* Document text *
It’s time to expose the Global North. They continue to make promises but avoid concrete commitments, refusing to talk about numbers. When they do engage, they hide behind financial instruments that delay action and shift the burden to the Global South.

Centuries of colonization, exploitation, and extraction of the Global North from our communities is the REASON for the climate crisis. So the time has come for you to pay the climate debt YOU OWE. We DEMAND climate finance of AT LEAST $5 TRILLION/YEAR as partial payment – part of this will enable the Global South to adapt to a new apocalyptic reality that we did not cause and will go to Adaptation Finance – but it will also be used to phase out fossil fuels, build resilience, ensure a just transition of energy and food systems, and pay for losses and damages. 

Every dollar you fail to provide for adaptation today will cost 10 times more in losses and damages tomorrow. And the blood of those losses will be on YOUR hands. WE ARE FED UP with your excuses. Global North, Pay Up $5 trillion NOW!

Intervention: Deputy Executive Secretary

I am Rachitaa Gupta from the Global Campaign to Demand Climate Justice. I voluntarily disclose that I have no ties to the fossil fuel industry or other emission intensive industries and no conflict of interest and invite others to also disclose the same as they speak. We want to highlight the new report that has just come out that shows there are nearly 1800 fossil fuel lobbyists at this COP and we know when they come here it is only to influence and prioritise their profit rather than people’s interests. We cannot ignore the contrast between shrinking of meaningful space for rightsholder constituencies on one hand, and the vastly increasing power and influence of the polluting interests like the fossil fuel lobbyists over this process on the other hand. For us, enhancing observer engagement requires ensuring that that engagement does not come at the cost of introducing conflicting interests that risk the integrity of the very UNFCCC objectives and process, and that displace the lived experience and expertise of rights holders. We call on your support to convene a public, formal way for observers to engage in dedicated, constructive, deep dialogue with parties on this topic, and to take all possible measures to safeguard against the undue influence of polluting interests.

We reiterate all the points made by our comrades in the rights based constituencies. We all know that this is a crucial COP since it is called “finance COP”. We hope to see ambitious public finance commitments from the parties, especially the developed countries who have the historical responsibility. We condemn the priorities of the countries around the world, especially rich countries choosing to fund and fuel genocides, war, and conflict around the world rather than funding climate action and justice. These issues are deeply interlinked- there is no climate justice on occupied land, and these same actors are perpetuating both the climate crisis and the genocide and systemic violence happening around the world.

We are all gathered to be part of discussions and negotiations that have serious implications on our lives and communities in the global south. Yet we gather here year after year with no meaningful progress or solutions for our communities back at home who are at the frontline of this crisis yet least responsible for it. We insist on more accountability from the rich countries to deliver on the commitments that they make here year after year. As you know Data compiled by the UNFCCC Secretariat shows that developed countries have fallen far short of their formal pledges to reduce deadly greenhouse gas emissions, fulfilling only about one-quarter of the cuts urged by scientists. The pushing of article 6.4 in the opening plenary and the agenda is deeply problematic since it. It is also a strong attempt to bring in false solutions like carbon markets and speculative and untested technologies of geoengineering that are used as dangerous distractions from real emission cuts that need to happen urgently and immediately.

* Data excerpts *

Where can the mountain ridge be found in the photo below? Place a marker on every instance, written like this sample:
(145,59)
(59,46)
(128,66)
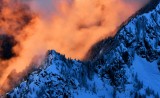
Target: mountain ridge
(123,71)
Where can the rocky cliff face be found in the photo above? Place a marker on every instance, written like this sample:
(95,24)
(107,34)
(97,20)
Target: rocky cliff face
(124,66)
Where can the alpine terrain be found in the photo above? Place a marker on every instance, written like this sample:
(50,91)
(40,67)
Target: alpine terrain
(125,66)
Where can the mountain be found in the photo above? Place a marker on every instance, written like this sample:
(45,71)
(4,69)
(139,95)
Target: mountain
(125,66)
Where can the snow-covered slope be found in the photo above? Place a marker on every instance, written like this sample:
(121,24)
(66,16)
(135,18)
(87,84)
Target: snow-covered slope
(126,66)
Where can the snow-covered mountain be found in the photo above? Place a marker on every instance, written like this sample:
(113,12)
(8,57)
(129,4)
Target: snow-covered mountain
(126,66)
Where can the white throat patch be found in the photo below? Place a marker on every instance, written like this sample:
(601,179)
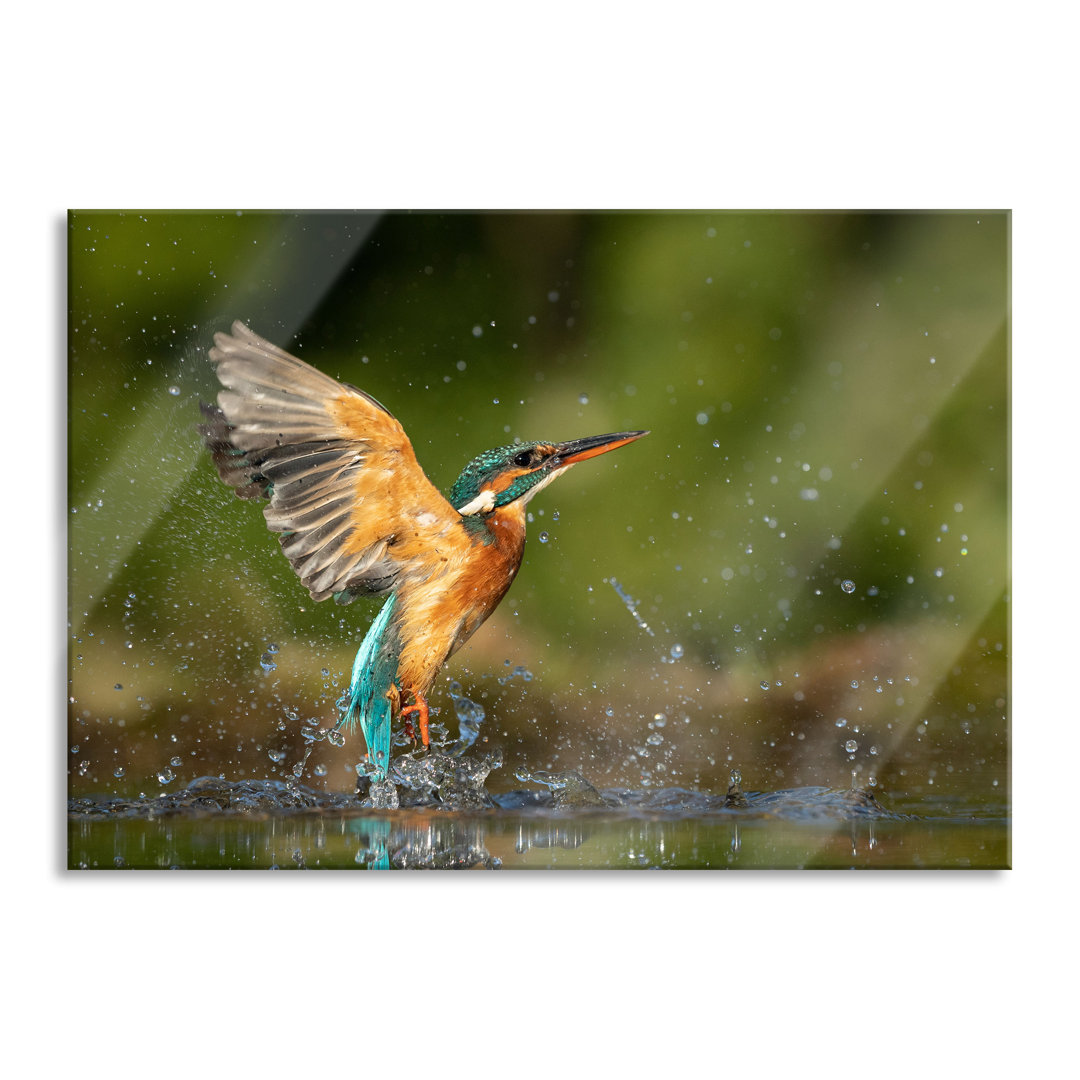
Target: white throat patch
(482,504)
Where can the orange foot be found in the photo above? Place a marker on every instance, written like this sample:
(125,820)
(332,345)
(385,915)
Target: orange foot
(421,710)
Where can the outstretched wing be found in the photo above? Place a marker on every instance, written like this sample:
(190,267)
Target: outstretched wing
(353,505)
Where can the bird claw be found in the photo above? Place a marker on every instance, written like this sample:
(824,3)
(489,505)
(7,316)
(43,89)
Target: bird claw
(421,710)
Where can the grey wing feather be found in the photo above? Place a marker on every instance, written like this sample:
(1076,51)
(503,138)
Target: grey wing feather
(271,436)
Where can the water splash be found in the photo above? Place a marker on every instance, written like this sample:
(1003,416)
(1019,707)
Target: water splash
(631,606)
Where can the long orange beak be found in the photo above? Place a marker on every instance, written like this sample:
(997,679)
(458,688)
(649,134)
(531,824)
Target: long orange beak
(581,449)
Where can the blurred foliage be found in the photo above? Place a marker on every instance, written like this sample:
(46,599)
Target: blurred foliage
(827,399)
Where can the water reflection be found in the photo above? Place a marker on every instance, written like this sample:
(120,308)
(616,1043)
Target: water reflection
(215,824)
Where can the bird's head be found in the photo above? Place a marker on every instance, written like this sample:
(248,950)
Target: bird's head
(515,473)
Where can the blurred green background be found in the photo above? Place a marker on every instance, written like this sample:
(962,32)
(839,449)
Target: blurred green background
(802,572)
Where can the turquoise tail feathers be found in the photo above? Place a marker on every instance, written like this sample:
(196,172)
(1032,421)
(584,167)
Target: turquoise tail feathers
(373,676)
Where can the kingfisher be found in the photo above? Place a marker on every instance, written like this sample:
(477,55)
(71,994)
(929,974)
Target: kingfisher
(358,516)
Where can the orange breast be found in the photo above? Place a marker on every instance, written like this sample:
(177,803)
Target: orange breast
(440,615)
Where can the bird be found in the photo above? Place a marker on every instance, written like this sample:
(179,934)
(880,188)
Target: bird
(358,516)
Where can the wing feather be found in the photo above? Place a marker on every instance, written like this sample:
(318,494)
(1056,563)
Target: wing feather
(341,477)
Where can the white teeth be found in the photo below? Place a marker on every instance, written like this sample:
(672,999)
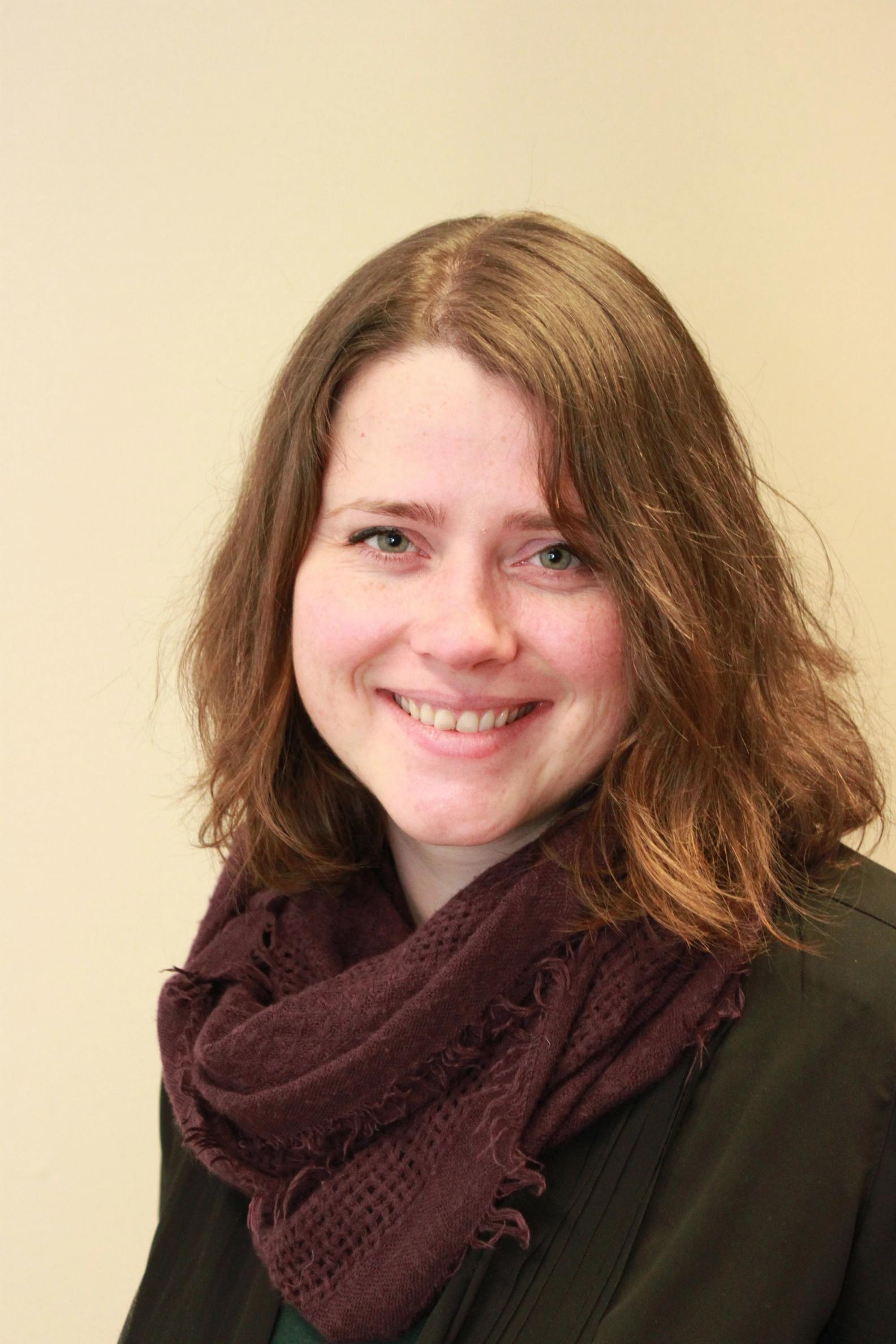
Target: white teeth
(467,722)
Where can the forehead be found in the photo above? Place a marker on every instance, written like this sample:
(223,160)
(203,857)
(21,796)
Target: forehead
(430,406)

* Task statement *
Carry on the climate justice statement, picking up right after its final sentence. The listing is not needed for this work.

* Exercise output *
And we call on you to strengthen the disclosure requirements instituted last year, in time for strengthened measures to come into place for COP29 registration. Specifically, we request that all observer participants be required to disclose who is funding their participation in talks before receiving theri registration. We urge you to initiate the process of conflict of interest policy and an accountability framework. We strongly believe this lies within the remit of the secretariat, and is the type of bold action that is needed now. A type of boldness that has also been echoed by the UN Secretary General in his comments earlier this year. The world is looking to you to give a strong signal that this hall of climate action is not overrun with the very actors that have caused the climate crisis. We cannot afford another COP with an empty outcome.

Intervention


My name is Paloma Jofre, I am speaking on behalf of ENGO-DCJ. I voluntarily declare that I have no ties with fossil fuel industries (or other emission intensive industries) and no conflict of interest.

I come from the Wallmapu, Mapuche territory in South America, where our communities and our land cannot afford more extractivism, we cannot afford more false solutions. 

We may be in week 2 of this COP but really we have been at this same juncture for nearly 30 years. When are you all gonna wake up?! Wake up.

There are nearly 1,800 fossil fuel lobbyists at COP29—why are they here? To protect their dirty business and derail negotiations. We know who’s to blame for the climate crisis: you, rich countries and the fossil fuel industry.

We demand an ambitious NCQG of 5 trillion USD per year in public and non-debt creating climate finance. Don’t say you don’t have the money. You just choose to spend it on war, conflict, and genocide and in supporting big polluters.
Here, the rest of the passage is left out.